Passage provided
────────

The third season of the stop-motion television series Robot Chicken originally aired in the United States on Cartoon Network's late night programming block, Adult Swim. Season three officially began on August 12, 2007 on Adult Swim, with "Werewolf vs. Unicorn", and ended with "Chirlaxx" on October 5, 2008, with a total of twenty episodes.

The third season was released on the Season Three: Uncensored DVD on October 7, 2008 in Region 1, January 25, 2010 in Region 2 and December 3, 2008 in Region 4.

Overview 
The third season of Robot Chicken includes many TV, movie, TV commercial, and pop culture parodies, and non-sequitur blackouts, all acted out by dolls and action figures, including parodies like, Governor Arnold Schwarzenegger investigates the illegal immigration issue with Speedy Gonzales, Slowpoke Rodriguez and Dora the Explorer, Godzilla takes a rookie out for a Training Day, The crew of Battlestar Galactica defeats the FCC threat, President George W. Bush receives a gremlin, The SWAT Team finally "gets" Sonic the Hedgehog for speeding, Big Jim tries to score, Barbie and Yasmin (of the Bratz) go head-to-head on MTV's Exposed, "Inside the Battlefield" revisits G.I. Joe's and Cobra's battle of the Weather Dominator, twenty years later, Spawn faces the Devil with his one true skill - fiddling, Michael Moore uncovers whatever happened to the girls' toys of yesteryear, Crystar the Crystal Warrior gets smoked, Wonder Woman reveals her revealing arch-enemy, She-Ra cannot get a moment of peace as Etheria is constantly under attack while she suffers from period pains, Hermey the Elf sucks at being a dentist A nerd is stuffed into a locker and into the magical and confusing land of Narnia.., The Super Friends make way for The Super Pets, Conan the Barbarian tells us "What is Best in Life" with a song, Sylar gets a new power in a Heroes parody, Bronson Pinchot and Ludacris star in the off-Broadway production of "Don’t Be Ridiculous", The government tries to contain an outbreak of cooties and when the enemies of America are on the run as President Bush becomes...Captain Texas!

────────

Provided information
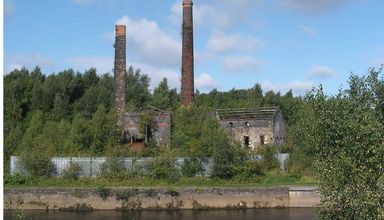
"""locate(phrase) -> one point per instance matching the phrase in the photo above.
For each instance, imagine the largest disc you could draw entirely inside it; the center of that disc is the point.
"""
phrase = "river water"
(254, 214)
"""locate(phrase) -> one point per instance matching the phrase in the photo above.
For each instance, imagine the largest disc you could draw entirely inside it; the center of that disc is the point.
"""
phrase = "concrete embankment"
(157, 198)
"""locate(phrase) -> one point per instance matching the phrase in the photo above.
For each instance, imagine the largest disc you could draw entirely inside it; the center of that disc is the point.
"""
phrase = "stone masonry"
(119, 72)
(187, 81)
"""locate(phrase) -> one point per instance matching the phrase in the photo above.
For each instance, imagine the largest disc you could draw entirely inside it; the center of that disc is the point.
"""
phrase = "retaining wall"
(156, 198)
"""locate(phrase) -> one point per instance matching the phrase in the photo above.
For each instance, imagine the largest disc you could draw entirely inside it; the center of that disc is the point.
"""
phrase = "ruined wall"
(119, 72)
(254, 129)
(187, 66)
(278, 128)
(161, 130)
(209, 198)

────────

In the Robot Chicken season three passage, what was the release date of the Season Three: Uncensored DVD in Region 2?

January 25, 2010